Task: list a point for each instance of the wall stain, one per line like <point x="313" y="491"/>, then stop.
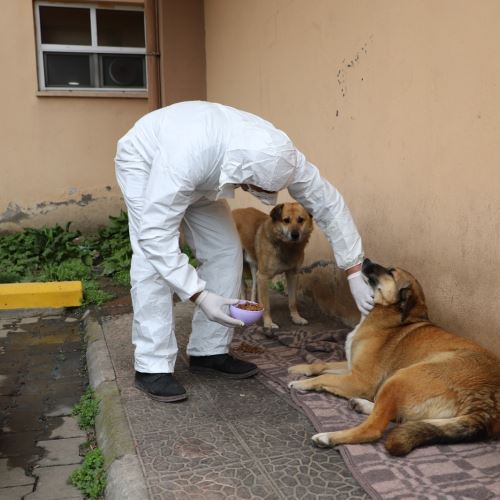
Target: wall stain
<point x="348" y="64"/>
<point x="14" y="213"/>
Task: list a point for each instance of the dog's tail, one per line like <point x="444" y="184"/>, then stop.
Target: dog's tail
<point x="471" y="427"/>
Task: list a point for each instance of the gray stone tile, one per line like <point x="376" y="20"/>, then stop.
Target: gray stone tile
<point x="13" y="476"/>
<point x="236" y="481"/>
<point x="61" y="451"/>
<point x="29" y="321"/>
<point x="190" y="448"/>
<point x="15" y="493"/>
<point x="237" y="399"/>
<point x="313" y="474"/>
<point x="270" y="435"/>
<point x="67" y="427"/>
<point x="53" y="484"/>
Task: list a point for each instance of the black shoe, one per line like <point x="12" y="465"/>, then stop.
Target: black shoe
<point x="222" y="364"/>
<point x="160" y="386"/>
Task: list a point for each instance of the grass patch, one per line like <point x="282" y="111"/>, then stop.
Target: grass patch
<point x="90" y="477"/>
<point x="86" y="410"/>
<point x="59" y="254"/>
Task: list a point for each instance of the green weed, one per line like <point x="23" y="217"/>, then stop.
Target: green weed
<point x="59" y="254"/>
<point x="90" y="477"/>
<point x="87" y="409"/>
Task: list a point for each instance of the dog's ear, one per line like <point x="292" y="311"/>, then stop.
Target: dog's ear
<point x="276" y="212"/>
<point x="407" y="302"/>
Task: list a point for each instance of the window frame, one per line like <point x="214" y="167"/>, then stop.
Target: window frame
<point x="94" y="48"/>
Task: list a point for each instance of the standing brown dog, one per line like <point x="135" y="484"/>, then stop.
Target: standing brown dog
<point x="274" y="244"/>
<point x="441" y="387"/>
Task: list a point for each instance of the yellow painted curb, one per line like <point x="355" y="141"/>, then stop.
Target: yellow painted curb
<point x="40" y="295"/>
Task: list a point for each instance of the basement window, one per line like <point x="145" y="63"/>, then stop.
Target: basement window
<point x="86" y="47"/>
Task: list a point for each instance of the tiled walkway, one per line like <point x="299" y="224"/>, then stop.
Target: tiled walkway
<point x="229" y="440"/>
<point x="40" y="381"/>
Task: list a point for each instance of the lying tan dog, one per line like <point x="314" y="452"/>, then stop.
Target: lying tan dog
<point x="443" y="388"/>
<point x="274" y="244"/>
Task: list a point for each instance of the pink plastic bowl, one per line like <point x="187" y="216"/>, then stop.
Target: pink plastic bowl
<point x="248" y="317"/>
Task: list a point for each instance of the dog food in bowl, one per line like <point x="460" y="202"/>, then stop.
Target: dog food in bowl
<point x="246" y="311"/>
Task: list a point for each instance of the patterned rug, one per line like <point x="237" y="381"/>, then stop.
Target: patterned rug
<point x="444" y="472"/>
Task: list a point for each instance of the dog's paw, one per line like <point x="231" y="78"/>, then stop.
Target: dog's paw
<point x="303" y="369"/>
<point x="360" y="405"/>
<point x="299" y="320"/>
<point x="296" y="385"/>
<point x="322" y="440"/>
<point x="271" y="325"/>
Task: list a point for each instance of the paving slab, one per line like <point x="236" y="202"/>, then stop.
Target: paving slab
<point x="229" y="439"/>
<point x="40" y="383"/>
<point x="61" y="451"/>
<point x="15" y="493"/>
<point x="53" y="484"/>
<point x="67" y="427"/>
<point x="13" y="476"/>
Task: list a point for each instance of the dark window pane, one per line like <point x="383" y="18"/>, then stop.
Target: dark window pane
<point x="67" y="70"/>
<point x="120" y="28"/>
<point x="65" y="25"/>
<point x="122" y="71"/>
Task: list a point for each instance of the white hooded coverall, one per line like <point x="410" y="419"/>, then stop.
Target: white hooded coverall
<point x="177" y="165"/>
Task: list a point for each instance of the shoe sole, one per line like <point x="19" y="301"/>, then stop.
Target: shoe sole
<point x="163" y="399"/>
<point x="202" y="369"/>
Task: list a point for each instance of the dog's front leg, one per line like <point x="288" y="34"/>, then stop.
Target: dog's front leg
<point x="262" y="285"/>
<point x="253" y="270"/>
<point x="337" y="367"/>
<point x="350" y="385"/>
<point x="291" y="280"/>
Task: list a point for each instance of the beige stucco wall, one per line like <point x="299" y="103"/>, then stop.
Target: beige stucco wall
<point x="57" y="152"/>
<point x="398" y="103"/>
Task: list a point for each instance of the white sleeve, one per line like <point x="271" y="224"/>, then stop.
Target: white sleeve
<point x="168" y="194"/>
<point x="329" y="211"/>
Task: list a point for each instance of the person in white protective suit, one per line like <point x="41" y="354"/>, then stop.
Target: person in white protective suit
<point x="177" y="166"/>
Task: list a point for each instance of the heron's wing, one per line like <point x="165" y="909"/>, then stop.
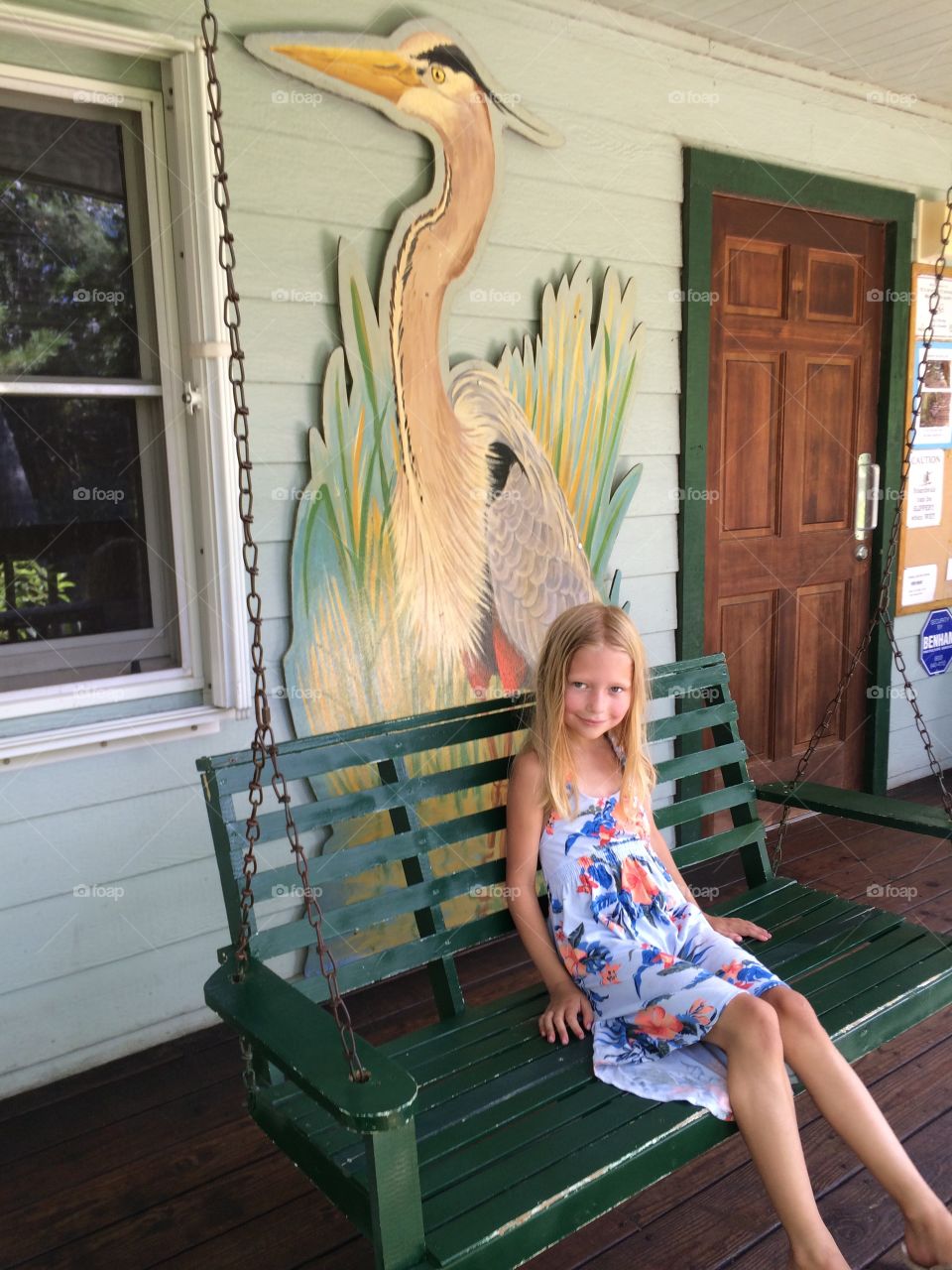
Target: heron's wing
<point x="537" y="564"/>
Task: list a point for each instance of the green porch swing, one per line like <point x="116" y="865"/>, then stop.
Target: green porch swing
<point x="435" y="1143"/>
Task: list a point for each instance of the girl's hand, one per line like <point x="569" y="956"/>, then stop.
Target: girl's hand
<point x="738" y="929"/>
<point x="565" y="1005"/>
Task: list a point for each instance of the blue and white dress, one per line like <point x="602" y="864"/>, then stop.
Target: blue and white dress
<point x="656" y="973"/>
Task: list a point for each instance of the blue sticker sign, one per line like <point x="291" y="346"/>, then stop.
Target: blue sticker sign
<point x="936" y="642"/>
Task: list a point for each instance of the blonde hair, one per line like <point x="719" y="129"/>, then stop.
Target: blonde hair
<point x="593" y="624"/>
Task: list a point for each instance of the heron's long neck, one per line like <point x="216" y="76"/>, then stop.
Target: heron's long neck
<point x="435" y="250"/>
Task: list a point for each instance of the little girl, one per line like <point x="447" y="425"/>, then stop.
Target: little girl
<point x="629" y="952"/>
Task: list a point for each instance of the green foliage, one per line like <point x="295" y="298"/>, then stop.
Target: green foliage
<point x="66" y="300"/>
<point x="32" y="588"/>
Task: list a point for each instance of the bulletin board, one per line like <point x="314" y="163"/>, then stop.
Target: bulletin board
<point x="925" y="534"/>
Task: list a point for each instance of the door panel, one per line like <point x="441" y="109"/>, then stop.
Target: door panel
<point x="794" y="362"/>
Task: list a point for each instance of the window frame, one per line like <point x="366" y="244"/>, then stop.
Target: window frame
<point x="193" y="357"/>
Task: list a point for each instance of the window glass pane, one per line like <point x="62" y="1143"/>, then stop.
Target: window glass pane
<point x="66" y="289"/>
<point x="79" y="499"/>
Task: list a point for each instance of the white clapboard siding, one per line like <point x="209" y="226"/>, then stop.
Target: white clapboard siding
<point x="84" y="984"/>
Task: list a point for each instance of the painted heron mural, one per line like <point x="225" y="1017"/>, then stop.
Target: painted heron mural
<point x="452" y="513"/>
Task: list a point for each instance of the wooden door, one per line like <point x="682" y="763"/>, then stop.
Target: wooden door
<point x="794" y="363"/>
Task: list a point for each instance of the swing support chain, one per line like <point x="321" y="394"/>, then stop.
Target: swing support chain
<point x="883" y="604"/>
<point x="264" y="746"/>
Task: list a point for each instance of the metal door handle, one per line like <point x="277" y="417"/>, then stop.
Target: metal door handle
<point x="867" y="497"/>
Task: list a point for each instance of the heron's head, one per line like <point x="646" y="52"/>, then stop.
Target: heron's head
<point x="426" y="76"/>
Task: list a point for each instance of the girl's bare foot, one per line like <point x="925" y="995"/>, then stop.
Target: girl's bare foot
<point x="826" y="1257"/>
<point x="929" y="1236"/>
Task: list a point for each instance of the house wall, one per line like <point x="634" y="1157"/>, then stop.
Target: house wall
<point x="84" y="982"/>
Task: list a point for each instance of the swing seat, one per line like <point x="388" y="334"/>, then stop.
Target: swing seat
<point x="477" y="1143"/>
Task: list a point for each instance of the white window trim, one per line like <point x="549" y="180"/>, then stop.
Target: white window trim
<point x="208" y="547"/>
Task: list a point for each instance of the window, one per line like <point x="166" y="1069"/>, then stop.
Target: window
<point x="85" y="540"/>
<point x="119" y="541"/>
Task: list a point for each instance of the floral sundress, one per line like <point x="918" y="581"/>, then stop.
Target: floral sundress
<point x="656" y="974"/>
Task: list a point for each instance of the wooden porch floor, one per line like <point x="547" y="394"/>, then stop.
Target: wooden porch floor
<point x="151" y="1160"/>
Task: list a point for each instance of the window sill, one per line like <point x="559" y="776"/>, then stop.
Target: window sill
<point x="108" y="737"/>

————————

■ EXERCISE DESCRIPTION: Output exactly the lines from the one containing "heron's head, one" through the last line of the entries, both ends included.

■ SOLUTION TO THE EXERCISE:
Task: list a point for each instance of the heron's head, one per line like <point x="646" y="52"/>, then stop.
Target: heron's head
<point x="426" y="76"/>
Task: list a point for each instance of the girl's bare foot, one per line like <point x="925" y="995"/>, then stop.
Target: girl's bare foot
<point x="826" y="1257"/>
<point x="929" y="1236"/>
Task: list a point for each instance of the house wall, one per line like <point x="634" y="1157"/>, then stop.
Target: house wall
<point x="84" y="982"/>
Task: list a point for each instance of the swing seat, one per line like <point x="388" y="334"/>, then stop.
Target: swing seat
<point x="477" y="1143"/>
Task: list a point for each instance of the white window trim, one per line like <point x="549" y="180"/>, then stop.
Target: white window trim
<point x="208" y="547"/>
Task: list a point for each instance of the window, one per line like <point x="166" y="1069"/>, then stop.
Target: window
<point x="85" y="540"/>
<point x="119" y="541"/>
Task: list a point for each instance of the floral sundress, one per line like <point x="918" y="581"/>, then stop.
Target: floral sundress
<point x="656" y="974"/>
Task: list a point for each instance of the wooden porch floor, one per line like <point x="547" y="394"/>, then stop.
Target: wooden porch floor
<point x="151" y="1160"/>
Task: list a point for each instance of the window sill, one per line like <point x="559" y="776"/>, then stop.
Target: window sill
<point x="108" y="737"/>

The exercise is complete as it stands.